── Data provided ──
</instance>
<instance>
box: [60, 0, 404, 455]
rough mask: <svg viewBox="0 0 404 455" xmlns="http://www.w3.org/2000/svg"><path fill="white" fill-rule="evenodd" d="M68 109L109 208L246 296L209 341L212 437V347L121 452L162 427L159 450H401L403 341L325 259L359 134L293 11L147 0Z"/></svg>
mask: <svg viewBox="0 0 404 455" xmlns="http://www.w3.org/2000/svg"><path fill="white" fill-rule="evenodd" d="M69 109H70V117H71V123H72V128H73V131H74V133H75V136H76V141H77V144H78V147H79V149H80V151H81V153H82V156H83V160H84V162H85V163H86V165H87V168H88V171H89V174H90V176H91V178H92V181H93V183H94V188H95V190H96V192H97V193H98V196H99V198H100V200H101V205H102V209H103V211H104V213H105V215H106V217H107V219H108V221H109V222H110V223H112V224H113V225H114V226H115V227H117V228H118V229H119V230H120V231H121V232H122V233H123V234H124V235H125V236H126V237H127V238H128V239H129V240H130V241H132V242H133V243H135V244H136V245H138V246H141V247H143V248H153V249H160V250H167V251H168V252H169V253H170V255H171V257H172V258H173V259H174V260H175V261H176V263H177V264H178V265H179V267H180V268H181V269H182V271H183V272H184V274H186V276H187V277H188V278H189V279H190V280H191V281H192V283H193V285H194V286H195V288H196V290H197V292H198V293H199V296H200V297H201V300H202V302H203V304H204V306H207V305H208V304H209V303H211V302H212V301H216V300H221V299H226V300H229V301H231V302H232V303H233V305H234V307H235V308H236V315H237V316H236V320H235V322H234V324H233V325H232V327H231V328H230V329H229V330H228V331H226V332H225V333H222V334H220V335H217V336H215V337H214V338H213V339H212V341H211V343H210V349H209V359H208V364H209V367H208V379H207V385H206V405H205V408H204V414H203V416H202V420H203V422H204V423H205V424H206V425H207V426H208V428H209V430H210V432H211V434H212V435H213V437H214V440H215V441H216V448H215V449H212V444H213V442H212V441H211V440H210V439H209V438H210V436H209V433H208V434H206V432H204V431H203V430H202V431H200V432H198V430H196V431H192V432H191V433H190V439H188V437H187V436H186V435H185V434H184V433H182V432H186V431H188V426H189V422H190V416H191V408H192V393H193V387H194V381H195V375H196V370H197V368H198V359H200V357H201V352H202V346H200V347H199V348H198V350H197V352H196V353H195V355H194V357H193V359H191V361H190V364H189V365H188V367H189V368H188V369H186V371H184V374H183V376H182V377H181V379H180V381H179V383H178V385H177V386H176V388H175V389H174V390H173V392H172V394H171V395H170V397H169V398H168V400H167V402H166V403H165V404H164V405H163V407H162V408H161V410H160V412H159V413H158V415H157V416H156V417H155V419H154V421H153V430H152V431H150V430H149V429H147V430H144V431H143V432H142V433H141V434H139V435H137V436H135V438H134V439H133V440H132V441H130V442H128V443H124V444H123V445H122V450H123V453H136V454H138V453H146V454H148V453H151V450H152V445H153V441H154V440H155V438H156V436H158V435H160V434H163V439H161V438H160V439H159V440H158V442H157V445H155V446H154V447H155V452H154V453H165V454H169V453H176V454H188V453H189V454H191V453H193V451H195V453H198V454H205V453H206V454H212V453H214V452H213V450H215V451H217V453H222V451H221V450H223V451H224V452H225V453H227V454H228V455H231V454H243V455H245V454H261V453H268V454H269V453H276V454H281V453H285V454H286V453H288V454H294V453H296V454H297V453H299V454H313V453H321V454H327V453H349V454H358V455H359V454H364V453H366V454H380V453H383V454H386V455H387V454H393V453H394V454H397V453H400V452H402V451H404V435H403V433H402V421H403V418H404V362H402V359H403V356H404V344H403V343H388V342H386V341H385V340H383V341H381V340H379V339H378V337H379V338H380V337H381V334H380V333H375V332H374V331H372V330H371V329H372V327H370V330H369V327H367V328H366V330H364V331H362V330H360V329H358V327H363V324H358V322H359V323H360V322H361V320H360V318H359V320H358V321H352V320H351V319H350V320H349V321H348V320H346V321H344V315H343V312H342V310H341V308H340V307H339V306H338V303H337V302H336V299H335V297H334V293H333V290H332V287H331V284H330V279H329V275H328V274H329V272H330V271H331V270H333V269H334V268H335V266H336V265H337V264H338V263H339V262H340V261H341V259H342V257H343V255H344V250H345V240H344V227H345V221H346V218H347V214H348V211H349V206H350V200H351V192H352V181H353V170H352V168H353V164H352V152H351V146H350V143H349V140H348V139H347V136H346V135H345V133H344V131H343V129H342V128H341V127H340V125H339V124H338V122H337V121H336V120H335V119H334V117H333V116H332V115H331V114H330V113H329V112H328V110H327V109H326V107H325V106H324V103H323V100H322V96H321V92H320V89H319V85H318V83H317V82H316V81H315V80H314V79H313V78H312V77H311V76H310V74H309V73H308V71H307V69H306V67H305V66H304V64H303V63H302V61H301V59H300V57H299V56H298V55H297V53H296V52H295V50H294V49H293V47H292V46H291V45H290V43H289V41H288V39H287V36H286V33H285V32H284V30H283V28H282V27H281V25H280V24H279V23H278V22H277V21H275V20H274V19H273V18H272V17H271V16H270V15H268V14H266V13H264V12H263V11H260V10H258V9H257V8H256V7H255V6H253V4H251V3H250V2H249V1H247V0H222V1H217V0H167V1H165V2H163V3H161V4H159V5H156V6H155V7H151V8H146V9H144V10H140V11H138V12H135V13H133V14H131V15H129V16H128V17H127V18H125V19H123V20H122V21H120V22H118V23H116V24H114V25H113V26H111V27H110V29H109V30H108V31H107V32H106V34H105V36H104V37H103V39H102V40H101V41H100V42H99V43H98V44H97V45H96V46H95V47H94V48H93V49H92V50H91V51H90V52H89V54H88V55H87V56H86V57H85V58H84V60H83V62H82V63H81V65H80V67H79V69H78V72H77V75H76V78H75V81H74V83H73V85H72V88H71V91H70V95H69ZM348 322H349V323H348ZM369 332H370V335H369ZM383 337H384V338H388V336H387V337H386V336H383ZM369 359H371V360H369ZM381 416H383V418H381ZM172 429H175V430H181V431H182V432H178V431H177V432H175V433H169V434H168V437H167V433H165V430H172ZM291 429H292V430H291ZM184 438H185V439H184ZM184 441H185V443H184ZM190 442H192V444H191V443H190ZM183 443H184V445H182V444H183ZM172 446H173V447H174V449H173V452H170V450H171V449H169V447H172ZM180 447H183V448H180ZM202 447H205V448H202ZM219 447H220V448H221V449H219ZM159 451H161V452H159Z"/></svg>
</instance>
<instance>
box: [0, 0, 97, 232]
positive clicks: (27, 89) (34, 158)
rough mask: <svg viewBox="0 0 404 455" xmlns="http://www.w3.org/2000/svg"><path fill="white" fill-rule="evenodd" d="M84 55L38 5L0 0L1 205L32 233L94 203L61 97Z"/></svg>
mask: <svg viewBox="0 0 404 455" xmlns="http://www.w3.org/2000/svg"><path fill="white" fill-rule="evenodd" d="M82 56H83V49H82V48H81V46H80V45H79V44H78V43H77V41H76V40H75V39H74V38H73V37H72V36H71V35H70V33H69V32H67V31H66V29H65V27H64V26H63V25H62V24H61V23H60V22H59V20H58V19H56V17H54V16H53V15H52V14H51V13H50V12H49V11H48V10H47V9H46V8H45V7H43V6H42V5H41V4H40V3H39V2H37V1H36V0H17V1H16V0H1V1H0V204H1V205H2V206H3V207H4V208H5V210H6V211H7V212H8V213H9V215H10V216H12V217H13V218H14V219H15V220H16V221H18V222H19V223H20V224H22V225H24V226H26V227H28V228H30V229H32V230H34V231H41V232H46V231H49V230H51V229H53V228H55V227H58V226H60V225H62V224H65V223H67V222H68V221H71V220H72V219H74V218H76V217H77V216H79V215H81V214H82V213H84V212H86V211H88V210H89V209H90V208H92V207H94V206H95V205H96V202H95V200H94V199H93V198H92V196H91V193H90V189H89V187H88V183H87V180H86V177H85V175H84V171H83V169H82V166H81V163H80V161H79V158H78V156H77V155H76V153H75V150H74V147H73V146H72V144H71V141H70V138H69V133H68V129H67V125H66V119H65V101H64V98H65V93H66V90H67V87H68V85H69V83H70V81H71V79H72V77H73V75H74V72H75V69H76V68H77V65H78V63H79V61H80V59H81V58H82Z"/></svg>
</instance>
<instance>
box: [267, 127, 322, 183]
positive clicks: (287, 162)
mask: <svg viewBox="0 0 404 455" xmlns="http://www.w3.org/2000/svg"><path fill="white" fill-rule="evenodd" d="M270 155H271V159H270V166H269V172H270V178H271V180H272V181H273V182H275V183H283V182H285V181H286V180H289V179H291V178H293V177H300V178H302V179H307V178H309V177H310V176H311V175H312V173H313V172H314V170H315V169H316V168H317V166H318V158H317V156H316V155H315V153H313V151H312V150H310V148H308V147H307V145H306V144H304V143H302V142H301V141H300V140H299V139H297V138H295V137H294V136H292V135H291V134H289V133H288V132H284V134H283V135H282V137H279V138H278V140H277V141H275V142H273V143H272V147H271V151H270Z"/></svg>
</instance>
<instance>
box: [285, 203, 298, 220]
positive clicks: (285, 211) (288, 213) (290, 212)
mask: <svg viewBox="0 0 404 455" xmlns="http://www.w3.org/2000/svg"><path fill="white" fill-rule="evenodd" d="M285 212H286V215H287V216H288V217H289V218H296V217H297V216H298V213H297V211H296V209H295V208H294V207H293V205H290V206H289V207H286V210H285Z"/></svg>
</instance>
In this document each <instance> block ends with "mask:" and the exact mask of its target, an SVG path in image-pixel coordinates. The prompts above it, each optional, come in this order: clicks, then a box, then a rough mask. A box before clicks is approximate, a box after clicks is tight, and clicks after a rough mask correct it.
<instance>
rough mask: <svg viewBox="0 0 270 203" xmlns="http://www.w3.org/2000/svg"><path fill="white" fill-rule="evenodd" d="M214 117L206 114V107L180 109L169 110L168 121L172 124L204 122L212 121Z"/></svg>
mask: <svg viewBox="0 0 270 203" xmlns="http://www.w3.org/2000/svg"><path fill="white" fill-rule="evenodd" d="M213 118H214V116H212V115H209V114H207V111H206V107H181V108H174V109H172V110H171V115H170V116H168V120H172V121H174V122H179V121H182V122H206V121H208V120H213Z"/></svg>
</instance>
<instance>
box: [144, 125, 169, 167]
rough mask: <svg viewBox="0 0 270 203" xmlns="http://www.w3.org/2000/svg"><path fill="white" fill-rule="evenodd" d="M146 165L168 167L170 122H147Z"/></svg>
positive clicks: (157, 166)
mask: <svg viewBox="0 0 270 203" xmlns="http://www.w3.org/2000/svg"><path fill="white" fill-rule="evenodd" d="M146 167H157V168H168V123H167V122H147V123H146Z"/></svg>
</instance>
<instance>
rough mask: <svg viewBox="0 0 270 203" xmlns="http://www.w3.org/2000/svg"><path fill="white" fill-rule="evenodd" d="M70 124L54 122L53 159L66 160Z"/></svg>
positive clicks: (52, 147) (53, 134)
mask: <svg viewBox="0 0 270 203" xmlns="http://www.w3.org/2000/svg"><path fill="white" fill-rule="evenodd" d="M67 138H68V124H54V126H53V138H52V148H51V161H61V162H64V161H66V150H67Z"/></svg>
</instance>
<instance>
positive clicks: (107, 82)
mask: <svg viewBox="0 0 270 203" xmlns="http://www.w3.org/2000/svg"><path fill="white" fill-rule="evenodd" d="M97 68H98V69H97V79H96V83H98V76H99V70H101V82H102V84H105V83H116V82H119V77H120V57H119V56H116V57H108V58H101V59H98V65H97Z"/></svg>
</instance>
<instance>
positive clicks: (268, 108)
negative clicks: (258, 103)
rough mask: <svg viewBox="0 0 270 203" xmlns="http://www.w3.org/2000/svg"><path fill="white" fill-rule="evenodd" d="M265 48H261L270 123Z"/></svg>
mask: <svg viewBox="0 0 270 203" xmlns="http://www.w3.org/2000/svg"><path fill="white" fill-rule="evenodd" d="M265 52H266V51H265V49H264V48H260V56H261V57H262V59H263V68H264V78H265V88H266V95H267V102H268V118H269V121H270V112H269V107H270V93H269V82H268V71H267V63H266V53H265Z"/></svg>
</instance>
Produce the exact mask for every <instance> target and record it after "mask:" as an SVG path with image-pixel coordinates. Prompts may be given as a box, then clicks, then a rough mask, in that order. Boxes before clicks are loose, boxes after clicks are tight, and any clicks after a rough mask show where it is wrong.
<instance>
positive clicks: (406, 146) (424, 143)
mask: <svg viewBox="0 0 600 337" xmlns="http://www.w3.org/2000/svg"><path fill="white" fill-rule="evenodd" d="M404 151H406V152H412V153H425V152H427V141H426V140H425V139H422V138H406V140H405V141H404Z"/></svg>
───
For this exercise, work out how many lines in the material include "order", and give only the number.

2